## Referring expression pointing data
....

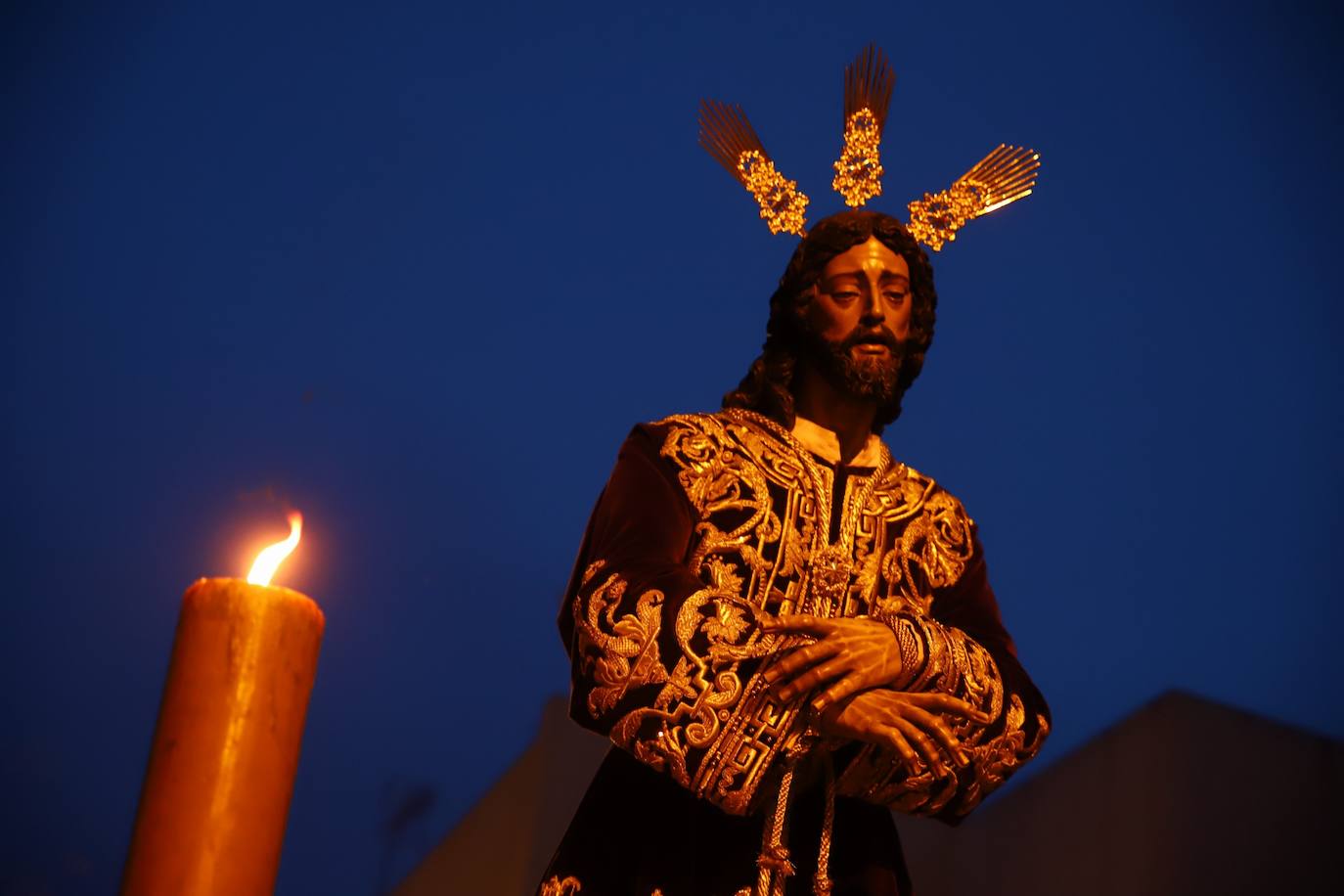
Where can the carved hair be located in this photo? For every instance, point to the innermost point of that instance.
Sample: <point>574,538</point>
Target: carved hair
<point>768,387</point>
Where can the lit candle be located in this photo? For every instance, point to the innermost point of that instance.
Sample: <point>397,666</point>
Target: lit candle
<point>222,766</point>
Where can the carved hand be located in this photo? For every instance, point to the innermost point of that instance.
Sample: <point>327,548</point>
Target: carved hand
<point>908,723</point>
<point>848,655</point>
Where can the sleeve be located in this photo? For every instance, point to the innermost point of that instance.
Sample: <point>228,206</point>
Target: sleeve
<point>962,649</point>
<point>661,661</point>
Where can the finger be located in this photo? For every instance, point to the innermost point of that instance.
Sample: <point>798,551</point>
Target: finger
<point>798,622</point>
<point>946,702</point>
<point>937,729</point>
<point>841,690</point>
<point>898,741</point>
<point>920,741</point>
<point>793,662</point>
<point>815,677</point>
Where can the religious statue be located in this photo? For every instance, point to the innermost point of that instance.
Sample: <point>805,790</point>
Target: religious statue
<point>785,632</point>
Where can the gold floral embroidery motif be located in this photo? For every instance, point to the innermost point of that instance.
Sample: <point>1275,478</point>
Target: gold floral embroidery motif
<point>762,510</point>
<point>558,887</point>
<point>626,649</point>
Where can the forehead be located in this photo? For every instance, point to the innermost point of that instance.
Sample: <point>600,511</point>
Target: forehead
<point>872,256</point>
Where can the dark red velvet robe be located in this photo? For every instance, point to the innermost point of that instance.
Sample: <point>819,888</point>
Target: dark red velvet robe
<point>707,522</point>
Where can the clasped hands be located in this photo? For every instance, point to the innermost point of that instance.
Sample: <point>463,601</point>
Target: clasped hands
<point>847,672</point>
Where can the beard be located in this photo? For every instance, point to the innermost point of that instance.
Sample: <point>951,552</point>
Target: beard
<point>865,377</point>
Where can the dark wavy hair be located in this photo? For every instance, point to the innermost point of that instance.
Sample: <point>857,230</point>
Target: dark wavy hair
<point>768,387</point>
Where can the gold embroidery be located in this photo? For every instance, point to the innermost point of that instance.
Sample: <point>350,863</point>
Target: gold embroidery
<point>759,546</point>
<point>557,887</point>
<point>626,649</point>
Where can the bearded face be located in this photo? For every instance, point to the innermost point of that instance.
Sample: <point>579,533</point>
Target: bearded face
<point>856,321</point>
<point>865,364</point>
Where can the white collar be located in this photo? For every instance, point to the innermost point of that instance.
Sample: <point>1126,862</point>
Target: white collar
<point>826,443</point>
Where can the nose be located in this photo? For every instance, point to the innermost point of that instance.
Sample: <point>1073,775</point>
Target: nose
<point>873,312</point>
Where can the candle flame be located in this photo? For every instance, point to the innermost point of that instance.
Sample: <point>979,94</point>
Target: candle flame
<point>270,558</point>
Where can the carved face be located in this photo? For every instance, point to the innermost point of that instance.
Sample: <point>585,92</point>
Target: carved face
<point>858,316</point>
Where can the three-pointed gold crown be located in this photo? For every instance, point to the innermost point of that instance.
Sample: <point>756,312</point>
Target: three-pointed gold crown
<point>1005,176</point>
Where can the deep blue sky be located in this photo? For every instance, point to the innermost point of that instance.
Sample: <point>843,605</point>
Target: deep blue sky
<point>417,270</point>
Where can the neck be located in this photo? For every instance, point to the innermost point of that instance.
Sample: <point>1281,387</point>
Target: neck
<point>848,417</point>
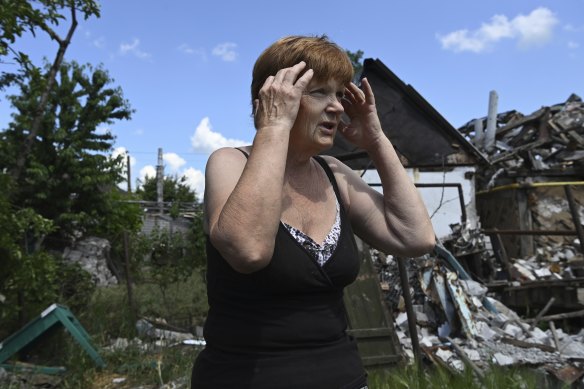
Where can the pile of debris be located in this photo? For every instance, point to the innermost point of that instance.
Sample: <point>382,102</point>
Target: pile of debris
<point>458,324</point>
<point>551,137</point>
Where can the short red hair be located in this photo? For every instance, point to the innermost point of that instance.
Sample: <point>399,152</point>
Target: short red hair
<point>325,58</point>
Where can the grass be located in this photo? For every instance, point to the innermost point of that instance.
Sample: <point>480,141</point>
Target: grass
<point>410,377</point>
<point>108,317</point>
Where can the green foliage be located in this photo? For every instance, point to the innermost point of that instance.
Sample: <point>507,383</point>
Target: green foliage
<point>411,377</point>
<point>18,17</point>
<point>69,175</point>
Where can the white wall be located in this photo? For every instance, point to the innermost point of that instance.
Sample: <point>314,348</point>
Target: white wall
<point>442,203</point>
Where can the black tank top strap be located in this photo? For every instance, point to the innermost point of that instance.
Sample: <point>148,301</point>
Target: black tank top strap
<point>243,152</point>
<point>329,173</point>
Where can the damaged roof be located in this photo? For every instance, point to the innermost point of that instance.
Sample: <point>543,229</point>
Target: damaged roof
<point>420,134</point>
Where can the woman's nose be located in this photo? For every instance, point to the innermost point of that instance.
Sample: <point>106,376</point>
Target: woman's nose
<point>335,105</point>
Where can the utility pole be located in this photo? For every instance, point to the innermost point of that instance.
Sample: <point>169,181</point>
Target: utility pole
<point>129,174</point>
<point>160,182</point>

....

## WHAT THE TASK REQUIRES
Please give back, exactly as it stands above, the stretch from the line with "Sample: <point>798,551</point>" through the line with "Where can the religious", and no line outside it.

## EXERCISE OUTPUT
Sample: <point>798,551</point>
Target: finger
<point>798,622</point>
<point>946,702</point>
<point>937,729</point>
<point>841,690</point>
<point>898,741</point>
<point>920,741</point>
<point>793,662</point>
<point>815,677</point>
Where can the religious statue be located in this photo? For every instance, point to the innermost point of that instance.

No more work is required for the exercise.